Short exercise » Every line of the records below should be restated exactly.

+++ Records supplied +++

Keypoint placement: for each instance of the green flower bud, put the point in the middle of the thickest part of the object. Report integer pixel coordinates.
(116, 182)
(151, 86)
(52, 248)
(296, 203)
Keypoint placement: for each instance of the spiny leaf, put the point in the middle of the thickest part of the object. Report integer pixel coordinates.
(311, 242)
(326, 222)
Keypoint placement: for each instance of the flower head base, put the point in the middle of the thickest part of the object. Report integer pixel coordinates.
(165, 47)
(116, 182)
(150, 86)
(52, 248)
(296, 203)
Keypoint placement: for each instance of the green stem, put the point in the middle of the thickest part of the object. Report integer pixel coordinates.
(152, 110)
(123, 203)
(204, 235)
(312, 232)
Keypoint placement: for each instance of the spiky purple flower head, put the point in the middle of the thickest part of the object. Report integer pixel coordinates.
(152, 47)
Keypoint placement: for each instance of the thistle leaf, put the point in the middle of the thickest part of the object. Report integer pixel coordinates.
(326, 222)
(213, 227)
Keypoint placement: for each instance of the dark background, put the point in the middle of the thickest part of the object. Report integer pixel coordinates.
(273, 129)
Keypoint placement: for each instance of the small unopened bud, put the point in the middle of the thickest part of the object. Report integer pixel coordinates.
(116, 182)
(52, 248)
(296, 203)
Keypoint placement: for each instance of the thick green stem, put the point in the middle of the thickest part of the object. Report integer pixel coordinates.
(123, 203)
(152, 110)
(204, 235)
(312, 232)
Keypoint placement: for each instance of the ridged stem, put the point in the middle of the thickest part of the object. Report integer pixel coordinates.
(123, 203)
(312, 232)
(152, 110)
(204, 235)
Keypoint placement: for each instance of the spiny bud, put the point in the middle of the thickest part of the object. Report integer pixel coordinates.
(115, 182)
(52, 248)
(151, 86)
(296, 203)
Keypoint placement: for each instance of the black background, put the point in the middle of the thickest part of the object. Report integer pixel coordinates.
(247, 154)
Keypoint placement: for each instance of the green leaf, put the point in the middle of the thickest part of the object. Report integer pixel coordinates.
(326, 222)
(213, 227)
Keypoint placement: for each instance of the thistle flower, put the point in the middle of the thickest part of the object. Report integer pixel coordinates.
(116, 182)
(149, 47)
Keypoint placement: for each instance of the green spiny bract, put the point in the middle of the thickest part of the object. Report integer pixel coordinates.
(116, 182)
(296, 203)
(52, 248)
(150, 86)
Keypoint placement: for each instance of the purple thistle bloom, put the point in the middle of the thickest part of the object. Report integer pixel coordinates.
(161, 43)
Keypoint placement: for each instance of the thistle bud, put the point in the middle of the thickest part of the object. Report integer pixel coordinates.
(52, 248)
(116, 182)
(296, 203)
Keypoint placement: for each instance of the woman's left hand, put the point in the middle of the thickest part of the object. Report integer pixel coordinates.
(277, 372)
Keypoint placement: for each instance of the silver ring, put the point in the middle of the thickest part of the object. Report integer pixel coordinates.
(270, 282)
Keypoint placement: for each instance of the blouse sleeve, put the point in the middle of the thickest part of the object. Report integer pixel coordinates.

+++

Correct answer »
Keypoint placement: for each instance of the green flower bud, put the point in the middle of the thickest part of the object. Report integer pixel coordinates.
(116, 182)
(151, 86)
(52, 248)
(296, 203)
Keypoint placement: for each instance of the spiny leaf, put the point in the middle of the thickest part of the object. Report integer pixel coordinates.
(311, 242)
(326, 222)
Keypoint placement: for each instance of the flower head base, put the point in the middle of the thickest part of the object. Report integer pixel coordinates.
(165, 47)
(116, 182)
(150, 86)
(52, 248)
(296, 203)
Keypoint placement: for each instance of the green stem, put the point in the middle of the thickest part of the object. Report integer pixel coordinates.
(152, 110)
(123, 203)
(204, 235)
(312, 232)
Keypoint placement: for each instance of the spiky purple flower head, put the point in the middle of the thickest part of the object. Report integer pixel coordinates.
(152, 47)
Keypoint placement: for each instance of the thistle leaf, put the point in the middle of the thickest part of the object. Report integer pixel coordinates.
(326, 222)
(213, 227)
Keypoint placement: for each instance of the dark background, put the point in the middle of the thickest part of the object. Report integer pixel coordinates.
(273, 129)
Keypoint placement: for each instance of the small unopened bud, put the point in the middle of the thickest part of the object. Report integer pixel coordinates.
(116, 182)
(52, 248)
(296, 203)
Keypoint placement: for each instance of the thick green stem, put the point in the middle of the thickest part of the object. Report integer pixel coordinates.
(123, 203)
(152, 110)
(204, 235)
(312, 232)
Keypoint placement: for each instance of the ridged stem, put the point in the middle of the thickest part of the object. Report integer pixel coordinates.
(123, 203)
(312, 232)
(152, 110)
(204, 235)
Keypoint placement: for each instance of the spiny bud, put the point in the middle of the thickest part of the object. Report integer pixel coordinates.
(115, 182)
(52, 248)
(151, 86)
(296, 203)
Keypoint placement: for each instance of the black background, put the point in the middle of the thickest part of the object. Report integer pixel coordinates.
(247, 154)
Keypoint placement: for each instance of the green leaf, put the point in the middle of the thickest part of the object. Report integer pixel coordinates.
(326, 222)
(213, 227)
Keypoint placement: for each instance of the thistle flower, put the point in the middle of the thickest part of the object. Report integer pixel coordinates.
(116, 182)
(149, 47)
Keypoint placement: for each instance of the green spiny bract, put the point in the middle of the thickest part of the object. Report integer pixel coordinates.
(116, 182)
(296, 203)
(52, 248)
(150, 86)
Keypoint placement: for each instance of the purple thistle bloom, put the point in the middle of the thickest part of the object. Report integer pixel coordinates.
(161, 43)
Keypoint placement: for each instance of the thistle bud, put the point in the middle of the thickest part of the object. Report integer pixel coordinates.
(52, 248)
(116, 182)
(296, 203)
Keypoint placement: for each instance of the woman's left hand, put the point in the middle of the thickest part of the object. Report integer pixel coordinates.
(277, 372)
Keypoint placement: for each instance of the silver ring, put the point in the middle of the thickest part of the object. Report integer pixel coordinates.
(270, 282)
Keypoint placement: for each instance of the blouse sleeve, put the point in the middle of the thickest part of the object. Report integer pixel coordinates.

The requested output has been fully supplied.